■ **YOUR TASK**:
Copy every one of the rows below word for word, changing nothing.

■ **MATERIAL PROVIDED**:
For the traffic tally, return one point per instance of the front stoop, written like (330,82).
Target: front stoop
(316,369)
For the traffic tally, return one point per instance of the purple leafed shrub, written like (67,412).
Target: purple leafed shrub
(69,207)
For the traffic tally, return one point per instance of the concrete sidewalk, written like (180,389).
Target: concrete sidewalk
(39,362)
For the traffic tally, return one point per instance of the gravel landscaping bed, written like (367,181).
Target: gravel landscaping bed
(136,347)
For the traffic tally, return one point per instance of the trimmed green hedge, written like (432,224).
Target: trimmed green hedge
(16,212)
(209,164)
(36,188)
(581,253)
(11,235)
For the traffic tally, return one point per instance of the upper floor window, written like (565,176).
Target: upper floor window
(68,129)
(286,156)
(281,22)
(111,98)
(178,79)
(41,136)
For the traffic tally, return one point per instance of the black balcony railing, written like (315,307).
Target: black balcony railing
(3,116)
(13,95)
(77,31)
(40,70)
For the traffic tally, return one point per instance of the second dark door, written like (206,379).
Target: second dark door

■ **RESPONSE FOR THIS EXERCISE**:
For the traffic tally, return one point per instance of the front stoop, written like (330,82).
Target: front stoop
(316,369)
For the traffic tally, return one point per instance of the purple leafed shrub, written like (67,412).
Target: purple leafed shrub
(69,207)
For the traffic tally, return one point per instance of the concrete sidewalk, written like (180,389).
Target: concrete sidewalk
(39,362)
For the traffic tally, return one point per instance of the gravel landscaping bed, written like (367,181).
Target: gravel landscaping bed
(136,347)
For the traffic tally, return one point per instance of the trimmed green hedge, written like (432,224).
Target: trimmed green hedge
(16,212)
(209,164)
(36,188)
(581,253)
(11,235)
For the traffic tally, return one point per instance of the upper floor window, written like (565,176).
Target: upper floor window
(68,129)
(286,156)
(281,22)
(111,98)
(178,79)
(41,136)
For the traffic tally, return one point per instance of the black balcony railing, written like (315,307).
Target: black balcony railing
(3,116)
(13,95)
(77,31)
(40,70)
For the traffic tally, return one point per instance of the second dark door, written like (206,379).
Target: second dark door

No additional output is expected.